- [INSTRUCTIONS FOR THE TASK]: Revise the data below by changing every "Target" to "Object" and leaving everything else as it is.

┄┄┄┄┄┄┄┄┄┄

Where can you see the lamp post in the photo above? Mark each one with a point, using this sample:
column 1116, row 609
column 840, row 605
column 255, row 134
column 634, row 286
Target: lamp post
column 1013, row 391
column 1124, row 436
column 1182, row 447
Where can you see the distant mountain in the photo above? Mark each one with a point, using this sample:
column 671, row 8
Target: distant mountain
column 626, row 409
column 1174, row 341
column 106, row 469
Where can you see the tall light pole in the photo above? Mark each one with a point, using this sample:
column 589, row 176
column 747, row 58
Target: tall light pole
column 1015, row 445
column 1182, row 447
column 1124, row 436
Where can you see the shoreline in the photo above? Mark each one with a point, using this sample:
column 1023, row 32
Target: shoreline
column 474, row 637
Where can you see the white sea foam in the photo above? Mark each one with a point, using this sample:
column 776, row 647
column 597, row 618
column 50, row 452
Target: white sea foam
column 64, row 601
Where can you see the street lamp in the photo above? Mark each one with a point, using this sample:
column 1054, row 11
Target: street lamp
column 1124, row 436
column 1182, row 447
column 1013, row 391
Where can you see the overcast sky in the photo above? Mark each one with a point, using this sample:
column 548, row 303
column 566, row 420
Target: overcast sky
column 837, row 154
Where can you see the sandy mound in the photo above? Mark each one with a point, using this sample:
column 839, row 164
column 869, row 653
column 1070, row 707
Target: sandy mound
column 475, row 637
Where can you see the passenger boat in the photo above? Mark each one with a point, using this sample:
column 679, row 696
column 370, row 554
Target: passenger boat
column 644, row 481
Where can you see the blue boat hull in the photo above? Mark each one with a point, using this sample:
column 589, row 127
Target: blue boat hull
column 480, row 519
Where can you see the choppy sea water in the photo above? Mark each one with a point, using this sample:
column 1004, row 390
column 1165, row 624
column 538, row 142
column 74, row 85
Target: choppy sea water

┄┄┄┄┄┄┄┄┄┄

- [FINISHED TASK]:
Where can you see the lamp post in the photo above? Mark each one with a point, using this sample:
column 1116, row 609
column 840, row 605
column 255, row 134
column 634, row 286
Object: lamp post
column 1013, row 391
column 1124, row 436
column 1182, row 447
Where can you see the distant mountain in the photo above? Mark each one with a point, using this sample:
column 671, row 8
Object: distant mountain
column 626, row 409
column 1174, row 341
column 106, row 469
Where can you see the tall light pole in the photo above? Mark each one with a point, using this sample:
column 589, row 176
column 747, row 58
Object: tall light pole
column 1015, row 445
column 1182, row 447
column 1124, row 436
Where can you see the shoreline in the photo above? Mark each one with a point, using this sample:
column 1023, row 32
Object: shoreline
column 474, row 637
Where can you see the white sea foam in the photo above? Mark each one with a point, using this sample:
column 776, row 647
column 597, row 618
column 50, row 452
Object: white sea foam
column 64, row 601
Where can you see the street lamp in the photo above? Mark each one with a point, using this sample:
column 1054, row 11
Object: street lamp
column 1124, row 436
column 1182, row 447
column 1013, row 391
Where can you see the overcast sky in the photo above? Mark each one with a point, using this sample:
column 548, row 303
column 566, row 420
Object: overcast sky
column 837, row 154
Where can you see the sandy mound in the photo above? Mark each one with a point, using this sample:
column 839, row 164
column 869, row 653
column 1070, row 707
Object: sandy mound
column 475, row 637
Where can you see the passenger boat in the photo above? Mark each one with a point, using this sample:
column 679, row 696
column 370, row 554
Object: passenger boat
column 644, row 481
Where can you see the blue boat hull in the photo above? Mark each one with a point, using this sample:
column 589, row 127
Object: blue boat hull
column 480, row 519
Where can you see the choppy sea water in the photo above? Mark each one with a point, using this sample:
column 1004, row 390
column 1165, row 624
column 538, row 142
column 74, row 85
Object: choppy sea water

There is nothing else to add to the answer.